→ **EXCERPTED PASSAGE**:
▶
Global manufacturer of application engineered sensors

Gems Sensors and Controls is an American manufacturer of application engineered sensors. Founded in 1955, it makes level, pressure and flow sensors for use in a wide range of fluids across industry.

Gems Sensors is a division of Fortive Corporation, a company with a presence around the world. The company provides manufacturing services in North America, Europe, and Asia. It also has sales, engineering, and service offices in different parts of the world.

==History==
Founded by Edward Moore & Gordon Seigle along with an associate, Gems Sensors & Controls (Gems) has been operational since 1955 and is based in Plainville, Connecticut, USA. Gems Sensors received its first commercial acclaim for a bilge switch developed for the small boating industry.
◀
→ **ACTIVITY 1**: According to the Gems Sensors passage, where is the company based?
→ **ACTIVITY 2**: For each statement, say whether it agrees with the Gems Sensors passage, giving yes or no with the deciding words of the passage: (a) Gems Sensors has been operational since 1955. (b) Gems Sensors is a division of Fortive Corporation. (c) Gems Sensors first gained commercial acclaim for a pressure sensor made for aircraft.
→ **ACTIVITY 3**: Write a continuation of the Gems Sensors passage, picking up after its last sentence.

→ **Stored data entries**:
▶
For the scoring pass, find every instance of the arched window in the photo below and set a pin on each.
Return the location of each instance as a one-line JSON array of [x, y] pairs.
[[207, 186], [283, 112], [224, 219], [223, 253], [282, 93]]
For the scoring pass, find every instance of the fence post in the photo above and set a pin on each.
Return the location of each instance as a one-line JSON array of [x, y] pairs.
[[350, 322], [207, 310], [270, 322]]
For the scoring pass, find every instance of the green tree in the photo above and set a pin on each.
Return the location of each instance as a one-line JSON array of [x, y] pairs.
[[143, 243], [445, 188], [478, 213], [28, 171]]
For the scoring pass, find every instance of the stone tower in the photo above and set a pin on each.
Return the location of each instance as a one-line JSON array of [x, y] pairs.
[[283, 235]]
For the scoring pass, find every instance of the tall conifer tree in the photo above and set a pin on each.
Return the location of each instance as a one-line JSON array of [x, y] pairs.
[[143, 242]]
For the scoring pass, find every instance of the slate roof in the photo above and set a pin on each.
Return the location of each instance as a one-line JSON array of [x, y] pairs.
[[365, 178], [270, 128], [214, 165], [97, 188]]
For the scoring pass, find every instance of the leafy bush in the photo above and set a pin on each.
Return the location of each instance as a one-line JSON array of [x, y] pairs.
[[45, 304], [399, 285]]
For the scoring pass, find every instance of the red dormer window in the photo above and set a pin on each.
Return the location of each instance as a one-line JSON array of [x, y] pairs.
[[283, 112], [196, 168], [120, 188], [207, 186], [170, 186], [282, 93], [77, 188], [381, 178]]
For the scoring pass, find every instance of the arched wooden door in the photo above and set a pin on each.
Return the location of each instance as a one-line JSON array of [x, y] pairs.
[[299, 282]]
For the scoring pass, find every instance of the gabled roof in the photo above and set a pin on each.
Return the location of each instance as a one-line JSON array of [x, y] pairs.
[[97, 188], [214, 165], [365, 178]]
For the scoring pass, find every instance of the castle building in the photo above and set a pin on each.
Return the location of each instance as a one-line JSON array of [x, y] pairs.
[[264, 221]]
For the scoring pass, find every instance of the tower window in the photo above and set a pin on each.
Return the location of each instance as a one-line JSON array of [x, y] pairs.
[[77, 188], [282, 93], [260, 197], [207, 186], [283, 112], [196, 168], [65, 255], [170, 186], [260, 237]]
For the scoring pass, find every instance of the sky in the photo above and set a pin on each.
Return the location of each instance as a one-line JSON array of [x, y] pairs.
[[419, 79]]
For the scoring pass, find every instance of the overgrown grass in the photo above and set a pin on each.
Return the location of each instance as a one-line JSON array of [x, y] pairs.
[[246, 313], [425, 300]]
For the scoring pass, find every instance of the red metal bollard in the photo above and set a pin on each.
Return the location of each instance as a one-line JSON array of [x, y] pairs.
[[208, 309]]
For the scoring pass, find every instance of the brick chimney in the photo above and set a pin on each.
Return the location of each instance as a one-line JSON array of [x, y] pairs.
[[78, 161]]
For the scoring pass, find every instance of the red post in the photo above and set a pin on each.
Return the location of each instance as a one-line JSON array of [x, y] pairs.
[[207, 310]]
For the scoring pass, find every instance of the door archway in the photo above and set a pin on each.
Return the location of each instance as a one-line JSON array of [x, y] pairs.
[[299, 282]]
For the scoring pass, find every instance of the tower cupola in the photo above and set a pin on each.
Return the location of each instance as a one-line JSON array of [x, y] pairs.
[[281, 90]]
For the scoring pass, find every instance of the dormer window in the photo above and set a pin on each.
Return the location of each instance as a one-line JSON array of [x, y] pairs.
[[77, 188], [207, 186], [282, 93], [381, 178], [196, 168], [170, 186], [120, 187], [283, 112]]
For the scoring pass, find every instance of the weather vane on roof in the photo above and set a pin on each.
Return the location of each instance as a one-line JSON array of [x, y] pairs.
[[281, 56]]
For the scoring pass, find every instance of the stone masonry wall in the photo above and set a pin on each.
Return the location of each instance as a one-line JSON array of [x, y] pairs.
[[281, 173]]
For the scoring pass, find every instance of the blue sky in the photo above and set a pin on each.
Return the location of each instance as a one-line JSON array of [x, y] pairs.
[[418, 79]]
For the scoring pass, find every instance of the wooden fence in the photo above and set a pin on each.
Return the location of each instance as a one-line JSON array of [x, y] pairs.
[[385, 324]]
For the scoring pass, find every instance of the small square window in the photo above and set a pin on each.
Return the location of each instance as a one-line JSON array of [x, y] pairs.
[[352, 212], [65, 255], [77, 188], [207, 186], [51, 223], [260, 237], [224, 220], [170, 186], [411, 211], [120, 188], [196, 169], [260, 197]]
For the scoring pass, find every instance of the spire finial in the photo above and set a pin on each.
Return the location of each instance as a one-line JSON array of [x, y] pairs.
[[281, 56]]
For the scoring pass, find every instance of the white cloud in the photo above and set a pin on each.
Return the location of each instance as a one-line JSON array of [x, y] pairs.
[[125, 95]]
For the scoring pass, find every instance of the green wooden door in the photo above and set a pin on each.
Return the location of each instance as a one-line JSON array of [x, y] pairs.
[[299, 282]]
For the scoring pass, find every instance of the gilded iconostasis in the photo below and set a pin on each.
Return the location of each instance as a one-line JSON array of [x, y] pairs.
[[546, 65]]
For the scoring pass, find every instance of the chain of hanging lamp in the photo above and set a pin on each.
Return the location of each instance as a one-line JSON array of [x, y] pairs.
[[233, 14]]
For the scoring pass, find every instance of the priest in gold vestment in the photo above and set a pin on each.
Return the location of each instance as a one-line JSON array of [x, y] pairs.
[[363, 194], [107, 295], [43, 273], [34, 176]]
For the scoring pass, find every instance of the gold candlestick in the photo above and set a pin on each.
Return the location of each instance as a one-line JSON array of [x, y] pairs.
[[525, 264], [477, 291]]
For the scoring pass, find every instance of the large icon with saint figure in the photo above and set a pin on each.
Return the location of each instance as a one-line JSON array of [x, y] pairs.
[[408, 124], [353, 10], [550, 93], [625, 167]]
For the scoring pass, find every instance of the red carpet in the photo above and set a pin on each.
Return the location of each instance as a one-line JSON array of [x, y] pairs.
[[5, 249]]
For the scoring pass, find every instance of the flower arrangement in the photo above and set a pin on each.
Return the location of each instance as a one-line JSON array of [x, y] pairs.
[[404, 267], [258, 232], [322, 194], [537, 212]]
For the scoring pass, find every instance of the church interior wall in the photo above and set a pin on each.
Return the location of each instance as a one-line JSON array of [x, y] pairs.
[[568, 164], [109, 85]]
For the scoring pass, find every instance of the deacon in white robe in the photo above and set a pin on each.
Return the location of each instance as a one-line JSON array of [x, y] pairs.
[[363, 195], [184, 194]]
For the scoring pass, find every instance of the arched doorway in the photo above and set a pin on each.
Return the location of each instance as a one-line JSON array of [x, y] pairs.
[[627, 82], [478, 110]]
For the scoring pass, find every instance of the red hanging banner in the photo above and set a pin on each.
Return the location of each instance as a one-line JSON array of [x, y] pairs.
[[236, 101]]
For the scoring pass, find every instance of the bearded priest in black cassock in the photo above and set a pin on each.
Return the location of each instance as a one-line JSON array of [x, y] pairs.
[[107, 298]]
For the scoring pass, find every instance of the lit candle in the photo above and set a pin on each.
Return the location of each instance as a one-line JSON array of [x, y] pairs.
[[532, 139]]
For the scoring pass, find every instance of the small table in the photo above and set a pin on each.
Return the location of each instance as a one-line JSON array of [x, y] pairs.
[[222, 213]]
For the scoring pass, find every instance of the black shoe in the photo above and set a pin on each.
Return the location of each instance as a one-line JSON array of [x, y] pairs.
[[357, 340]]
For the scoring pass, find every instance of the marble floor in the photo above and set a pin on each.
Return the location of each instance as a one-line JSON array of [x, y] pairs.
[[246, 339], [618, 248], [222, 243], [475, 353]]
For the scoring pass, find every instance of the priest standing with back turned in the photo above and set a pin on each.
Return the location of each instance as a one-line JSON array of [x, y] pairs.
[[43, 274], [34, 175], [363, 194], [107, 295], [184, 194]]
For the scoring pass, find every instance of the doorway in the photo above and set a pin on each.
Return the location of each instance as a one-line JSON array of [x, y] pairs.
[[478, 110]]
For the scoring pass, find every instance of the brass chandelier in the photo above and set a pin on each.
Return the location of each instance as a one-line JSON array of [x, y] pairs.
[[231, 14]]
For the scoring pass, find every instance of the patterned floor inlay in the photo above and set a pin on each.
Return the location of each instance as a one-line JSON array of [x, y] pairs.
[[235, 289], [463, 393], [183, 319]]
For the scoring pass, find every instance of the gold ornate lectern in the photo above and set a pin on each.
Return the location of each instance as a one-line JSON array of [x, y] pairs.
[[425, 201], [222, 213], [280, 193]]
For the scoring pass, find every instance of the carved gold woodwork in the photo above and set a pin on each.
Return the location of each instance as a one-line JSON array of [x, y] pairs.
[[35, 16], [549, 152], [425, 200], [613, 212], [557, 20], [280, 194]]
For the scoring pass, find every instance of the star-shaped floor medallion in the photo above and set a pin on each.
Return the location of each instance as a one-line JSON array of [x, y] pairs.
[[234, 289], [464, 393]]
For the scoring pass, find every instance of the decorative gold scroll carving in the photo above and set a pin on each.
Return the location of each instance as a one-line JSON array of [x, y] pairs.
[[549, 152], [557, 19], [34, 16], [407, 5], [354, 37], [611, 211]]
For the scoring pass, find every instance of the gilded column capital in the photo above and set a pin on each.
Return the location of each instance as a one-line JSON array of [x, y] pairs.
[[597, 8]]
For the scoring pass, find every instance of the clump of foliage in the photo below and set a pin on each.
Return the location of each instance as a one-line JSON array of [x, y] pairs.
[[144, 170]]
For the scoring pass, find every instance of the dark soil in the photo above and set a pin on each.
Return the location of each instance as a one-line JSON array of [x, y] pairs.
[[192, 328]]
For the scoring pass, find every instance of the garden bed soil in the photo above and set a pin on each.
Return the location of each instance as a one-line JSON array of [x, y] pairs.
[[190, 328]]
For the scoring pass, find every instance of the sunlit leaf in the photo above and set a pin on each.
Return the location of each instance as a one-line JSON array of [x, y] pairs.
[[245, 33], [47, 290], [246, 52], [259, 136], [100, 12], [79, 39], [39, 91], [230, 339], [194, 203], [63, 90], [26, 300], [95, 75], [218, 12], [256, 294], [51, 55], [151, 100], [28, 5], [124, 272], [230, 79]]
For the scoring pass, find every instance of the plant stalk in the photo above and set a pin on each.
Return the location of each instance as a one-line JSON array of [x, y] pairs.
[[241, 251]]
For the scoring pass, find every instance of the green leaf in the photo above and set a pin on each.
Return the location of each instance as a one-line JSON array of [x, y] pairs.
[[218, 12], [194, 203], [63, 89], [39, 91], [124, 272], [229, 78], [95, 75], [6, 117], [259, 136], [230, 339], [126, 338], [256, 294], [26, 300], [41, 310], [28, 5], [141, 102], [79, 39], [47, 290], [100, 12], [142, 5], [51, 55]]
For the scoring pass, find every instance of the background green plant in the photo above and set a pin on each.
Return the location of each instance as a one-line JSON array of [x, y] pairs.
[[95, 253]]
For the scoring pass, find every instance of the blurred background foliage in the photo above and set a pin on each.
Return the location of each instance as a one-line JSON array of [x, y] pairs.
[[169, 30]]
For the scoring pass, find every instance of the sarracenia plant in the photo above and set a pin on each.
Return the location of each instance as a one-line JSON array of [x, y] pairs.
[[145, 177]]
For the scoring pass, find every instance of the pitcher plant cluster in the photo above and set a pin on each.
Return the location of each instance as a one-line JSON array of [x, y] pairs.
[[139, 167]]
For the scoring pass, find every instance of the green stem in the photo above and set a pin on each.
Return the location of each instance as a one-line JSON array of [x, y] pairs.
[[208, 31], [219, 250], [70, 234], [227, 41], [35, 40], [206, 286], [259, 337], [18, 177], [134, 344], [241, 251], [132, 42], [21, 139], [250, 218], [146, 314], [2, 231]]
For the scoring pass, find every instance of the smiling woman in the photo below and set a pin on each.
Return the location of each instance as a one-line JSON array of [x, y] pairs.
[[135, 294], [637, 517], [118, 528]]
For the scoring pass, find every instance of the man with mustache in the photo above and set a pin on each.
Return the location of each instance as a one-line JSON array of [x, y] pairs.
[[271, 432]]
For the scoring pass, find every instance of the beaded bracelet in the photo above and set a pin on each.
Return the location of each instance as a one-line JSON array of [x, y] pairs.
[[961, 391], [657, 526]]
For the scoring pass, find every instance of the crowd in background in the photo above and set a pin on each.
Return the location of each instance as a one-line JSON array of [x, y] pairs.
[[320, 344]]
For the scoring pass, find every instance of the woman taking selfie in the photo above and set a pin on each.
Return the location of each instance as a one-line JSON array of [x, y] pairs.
◀
→ **ANSWER AREA 1**: Plainville, Connecticut, USA.

→ **ANSWER AREA 2**:
(a) Yes: "has been operational since 1955"
(b) Yes: "Gems Sensors is a division of Fortive Corporation"
(c) No: "received its first commercial acclaim for a bilge switch developed for the small boating industry"

→ **ANSWER AREA 3**:
In 2016, the company was combined with two Fortive businesses to create Gems Setra.

==Products==
Gems Sensors designs and manufactures liquid level, flow switches and pressure switches, miniature solenoid valves, and pre-assembled fluidic systems. The company is also into manufacturing customized level sensors, pressure sensors, proximity switches, solenoid valves, fluidic systems, flow sensors, and Warrick controls. It offers its products to different markets like alternative energy, semiconductor manufacturing, process tank gauging, waste water procession and other marine and industrial applications.